> MATERIAL PROVIDED:

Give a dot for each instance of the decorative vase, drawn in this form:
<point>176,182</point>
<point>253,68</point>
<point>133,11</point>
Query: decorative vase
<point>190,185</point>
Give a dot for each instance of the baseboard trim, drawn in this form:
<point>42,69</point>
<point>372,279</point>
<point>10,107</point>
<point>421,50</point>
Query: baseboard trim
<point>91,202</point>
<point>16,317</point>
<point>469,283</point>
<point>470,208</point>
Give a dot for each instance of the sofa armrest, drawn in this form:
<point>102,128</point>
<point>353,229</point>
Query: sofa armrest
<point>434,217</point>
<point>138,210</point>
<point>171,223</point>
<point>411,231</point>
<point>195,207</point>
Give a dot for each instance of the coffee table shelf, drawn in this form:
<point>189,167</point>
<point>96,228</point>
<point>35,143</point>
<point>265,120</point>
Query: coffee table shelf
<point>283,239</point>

---

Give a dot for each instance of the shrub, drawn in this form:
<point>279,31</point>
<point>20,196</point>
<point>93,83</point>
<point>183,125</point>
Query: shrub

> STATED GOAL: Reproduce the lines of the records, beginning with the line that contains "Give a dot for each instance of the sofa" and stopping after the line that contains "<point>283,239</point>", with "side table" substituted for "coffee table" and all else unchanged.

> EXERCISE RESPONSE:
Give a dot for each instance of the sofa armrest, drawn in this form:
<point>102,128</point>
<point>353,229</point>
Query: sofa armrest
<point>434,217</point>
<point>138,210</point>
<point>171,223</point>
<point>411,231</point>
<point>195,207</point>
Give a dot for each instance of the side table shelf, drawn in this form:
<point>189,167</point>
<point>96,228</point>
<point>35,143</point>
<point>265,120</point>
Query: side table shelf
<point>283,239</point>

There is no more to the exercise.